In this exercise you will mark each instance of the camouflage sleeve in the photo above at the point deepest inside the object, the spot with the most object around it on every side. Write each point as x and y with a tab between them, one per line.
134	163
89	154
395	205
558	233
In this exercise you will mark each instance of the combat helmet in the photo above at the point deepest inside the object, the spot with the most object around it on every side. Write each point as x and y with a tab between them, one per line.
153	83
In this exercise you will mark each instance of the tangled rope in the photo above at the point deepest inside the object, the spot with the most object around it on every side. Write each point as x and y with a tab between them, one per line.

━━━━━━━━━━━━━━━━

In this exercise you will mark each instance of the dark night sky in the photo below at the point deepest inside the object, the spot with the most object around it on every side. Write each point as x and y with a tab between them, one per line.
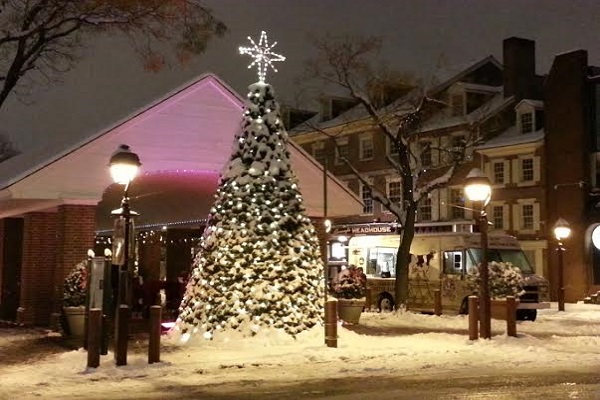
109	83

━━━━━━━━━━━━━━━━

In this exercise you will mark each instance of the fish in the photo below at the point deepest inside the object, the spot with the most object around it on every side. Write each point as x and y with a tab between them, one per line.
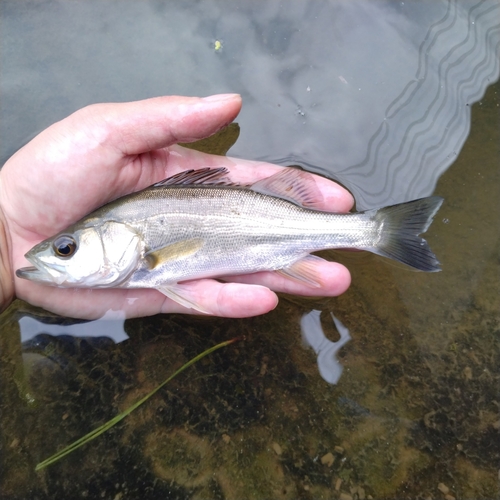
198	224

━━━━━━━━━━━━━━━━

### Prompt
Using the material above, transcribe exactly the lines from the line with "In this exercise you will mark each instance of the camouflage" to the line with "In this exercise you will mark each instance of the tangled"; both count, and nothing else goes in.

### Task result
In this exercise you will mark each instance of the camouflage sleeve in the photo above at the point deepest inside the object, the spot with the most object around it on every side. Write each point as x and y with a tab between them, one per line.
134	163
89	154
395	205
558	233
In this exercise you will mark each instance of the combat helmet in the photo above at the point deepest inside the object, the spot with the most object around it on every side. Write each point as x and y with a tab between them, one per line.
153	83
In this exercise you will mark each instance of the tangled rope in the photo above at the point deepest inside the object, the spot with the most object around it on every side. Write each point as x and y with a tab between them, one per line.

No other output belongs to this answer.